Report every line of the records that contains the string "laptop", copying each such line in full. Case counts.

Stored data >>
╭──
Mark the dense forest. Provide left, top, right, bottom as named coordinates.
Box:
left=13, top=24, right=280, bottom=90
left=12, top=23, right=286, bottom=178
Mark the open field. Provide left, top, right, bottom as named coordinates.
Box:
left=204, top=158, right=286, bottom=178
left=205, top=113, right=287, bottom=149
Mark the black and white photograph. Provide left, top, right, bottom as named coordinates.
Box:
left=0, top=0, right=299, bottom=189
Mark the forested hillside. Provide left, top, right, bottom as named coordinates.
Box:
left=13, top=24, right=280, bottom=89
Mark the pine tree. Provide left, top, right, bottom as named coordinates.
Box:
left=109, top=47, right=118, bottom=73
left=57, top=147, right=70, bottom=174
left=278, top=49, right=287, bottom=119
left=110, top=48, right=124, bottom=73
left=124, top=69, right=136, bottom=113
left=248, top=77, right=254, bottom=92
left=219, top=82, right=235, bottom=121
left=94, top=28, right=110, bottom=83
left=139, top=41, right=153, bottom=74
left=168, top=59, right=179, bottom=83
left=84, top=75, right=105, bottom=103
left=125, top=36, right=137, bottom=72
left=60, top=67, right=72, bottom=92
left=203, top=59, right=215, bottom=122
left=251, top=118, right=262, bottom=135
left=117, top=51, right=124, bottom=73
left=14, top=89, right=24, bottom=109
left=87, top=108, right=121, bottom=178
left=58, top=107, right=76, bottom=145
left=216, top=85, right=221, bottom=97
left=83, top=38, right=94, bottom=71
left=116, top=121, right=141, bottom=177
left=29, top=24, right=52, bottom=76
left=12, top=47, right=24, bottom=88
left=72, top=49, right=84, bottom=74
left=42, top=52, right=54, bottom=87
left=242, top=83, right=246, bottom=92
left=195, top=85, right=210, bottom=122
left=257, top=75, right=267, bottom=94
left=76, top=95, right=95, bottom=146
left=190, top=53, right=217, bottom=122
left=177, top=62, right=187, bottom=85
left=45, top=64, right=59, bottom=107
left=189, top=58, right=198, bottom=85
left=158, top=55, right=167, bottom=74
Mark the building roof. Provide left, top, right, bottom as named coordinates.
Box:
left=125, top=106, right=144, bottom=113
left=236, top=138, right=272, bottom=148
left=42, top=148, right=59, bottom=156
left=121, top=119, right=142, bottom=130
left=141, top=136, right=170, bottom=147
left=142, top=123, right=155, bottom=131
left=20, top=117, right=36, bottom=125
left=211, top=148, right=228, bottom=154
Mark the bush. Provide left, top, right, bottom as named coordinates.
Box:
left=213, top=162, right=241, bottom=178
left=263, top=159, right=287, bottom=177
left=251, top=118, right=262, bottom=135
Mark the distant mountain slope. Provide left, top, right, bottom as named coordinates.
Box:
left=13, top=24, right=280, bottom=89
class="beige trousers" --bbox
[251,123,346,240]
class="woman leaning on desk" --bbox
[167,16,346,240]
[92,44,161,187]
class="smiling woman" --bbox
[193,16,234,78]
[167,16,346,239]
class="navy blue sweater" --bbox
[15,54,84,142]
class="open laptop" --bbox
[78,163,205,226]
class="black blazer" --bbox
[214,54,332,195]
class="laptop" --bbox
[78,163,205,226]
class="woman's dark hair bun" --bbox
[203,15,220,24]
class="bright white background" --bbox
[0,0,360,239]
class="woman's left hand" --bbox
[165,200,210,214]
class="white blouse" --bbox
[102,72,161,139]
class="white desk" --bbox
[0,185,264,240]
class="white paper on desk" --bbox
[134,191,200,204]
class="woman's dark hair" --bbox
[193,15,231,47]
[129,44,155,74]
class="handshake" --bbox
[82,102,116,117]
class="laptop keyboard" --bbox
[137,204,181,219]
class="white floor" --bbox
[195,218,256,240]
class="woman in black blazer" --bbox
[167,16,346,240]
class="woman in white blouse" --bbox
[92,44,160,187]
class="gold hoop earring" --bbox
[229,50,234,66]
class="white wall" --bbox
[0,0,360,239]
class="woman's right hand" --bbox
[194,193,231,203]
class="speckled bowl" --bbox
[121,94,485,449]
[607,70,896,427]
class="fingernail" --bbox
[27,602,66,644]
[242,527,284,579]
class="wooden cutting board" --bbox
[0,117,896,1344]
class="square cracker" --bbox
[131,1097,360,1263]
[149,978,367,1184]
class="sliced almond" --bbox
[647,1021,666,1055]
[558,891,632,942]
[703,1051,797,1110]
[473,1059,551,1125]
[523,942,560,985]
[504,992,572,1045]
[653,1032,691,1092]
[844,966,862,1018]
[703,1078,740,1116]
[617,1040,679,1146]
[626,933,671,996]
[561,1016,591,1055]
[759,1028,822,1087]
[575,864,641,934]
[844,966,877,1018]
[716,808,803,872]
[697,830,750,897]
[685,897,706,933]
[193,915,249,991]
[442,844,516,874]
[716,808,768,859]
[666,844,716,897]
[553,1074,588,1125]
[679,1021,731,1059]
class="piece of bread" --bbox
╰──
EXERCISE RESULT >>
class="open laptop" --bbox
class="laptop" --bbox
class="laptop keyboard" --bbox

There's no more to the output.